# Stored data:
= = = =

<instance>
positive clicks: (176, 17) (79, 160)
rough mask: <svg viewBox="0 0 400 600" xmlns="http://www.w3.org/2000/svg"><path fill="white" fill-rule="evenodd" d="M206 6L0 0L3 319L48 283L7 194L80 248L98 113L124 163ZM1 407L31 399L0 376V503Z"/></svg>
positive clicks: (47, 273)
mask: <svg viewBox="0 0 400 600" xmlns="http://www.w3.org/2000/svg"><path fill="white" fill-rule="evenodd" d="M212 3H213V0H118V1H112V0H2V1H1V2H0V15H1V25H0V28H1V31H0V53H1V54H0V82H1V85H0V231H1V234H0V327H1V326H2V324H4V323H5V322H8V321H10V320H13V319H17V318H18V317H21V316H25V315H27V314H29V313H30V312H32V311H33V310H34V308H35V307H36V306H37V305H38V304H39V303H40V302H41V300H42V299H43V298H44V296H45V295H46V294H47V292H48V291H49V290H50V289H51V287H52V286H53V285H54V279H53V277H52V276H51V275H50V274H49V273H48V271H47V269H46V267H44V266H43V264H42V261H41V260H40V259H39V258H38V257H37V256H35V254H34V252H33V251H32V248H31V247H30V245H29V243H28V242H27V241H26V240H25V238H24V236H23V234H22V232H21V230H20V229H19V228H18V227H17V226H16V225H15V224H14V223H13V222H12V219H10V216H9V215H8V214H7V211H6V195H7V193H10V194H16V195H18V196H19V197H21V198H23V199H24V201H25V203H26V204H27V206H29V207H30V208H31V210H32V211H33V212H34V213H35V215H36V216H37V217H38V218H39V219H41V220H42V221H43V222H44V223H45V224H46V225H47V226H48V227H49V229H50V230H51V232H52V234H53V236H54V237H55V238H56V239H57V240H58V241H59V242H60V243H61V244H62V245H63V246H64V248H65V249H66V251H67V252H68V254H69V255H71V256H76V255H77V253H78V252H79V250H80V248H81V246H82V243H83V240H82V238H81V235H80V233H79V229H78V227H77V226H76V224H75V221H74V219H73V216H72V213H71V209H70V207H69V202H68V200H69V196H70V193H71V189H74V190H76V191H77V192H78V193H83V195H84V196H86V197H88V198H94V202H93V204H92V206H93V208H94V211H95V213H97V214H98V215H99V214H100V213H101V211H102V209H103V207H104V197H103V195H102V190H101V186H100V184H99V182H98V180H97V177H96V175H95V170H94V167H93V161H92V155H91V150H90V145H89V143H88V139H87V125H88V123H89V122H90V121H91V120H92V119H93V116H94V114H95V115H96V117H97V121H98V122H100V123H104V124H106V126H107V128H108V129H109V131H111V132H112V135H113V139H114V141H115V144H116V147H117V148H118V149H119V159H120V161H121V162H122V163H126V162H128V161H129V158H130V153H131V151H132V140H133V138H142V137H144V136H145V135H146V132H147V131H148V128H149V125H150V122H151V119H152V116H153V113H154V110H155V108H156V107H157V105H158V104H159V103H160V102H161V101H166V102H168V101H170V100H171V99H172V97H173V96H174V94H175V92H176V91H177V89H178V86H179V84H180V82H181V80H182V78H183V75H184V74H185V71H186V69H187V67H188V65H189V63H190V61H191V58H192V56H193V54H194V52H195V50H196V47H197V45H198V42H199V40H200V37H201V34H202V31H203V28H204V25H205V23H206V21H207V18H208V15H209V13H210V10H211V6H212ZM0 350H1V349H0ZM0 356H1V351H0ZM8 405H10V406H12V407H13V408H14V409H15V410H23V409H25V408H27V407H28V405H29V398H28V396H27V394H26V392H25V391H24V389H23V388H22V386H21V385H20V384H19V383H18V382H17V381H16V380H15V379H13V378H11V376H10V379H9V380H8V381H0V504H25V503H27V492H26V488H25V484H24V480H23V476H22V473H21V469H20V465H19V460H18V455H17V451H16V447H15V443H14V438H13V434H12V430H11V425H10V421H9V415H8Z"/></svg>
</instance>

= = = =

Pick every line of the data that includes the string "clicks".

# TASK SOLUTION:
positive clicks: (176, 17) (79, 160)
positive clicks: (47, 273)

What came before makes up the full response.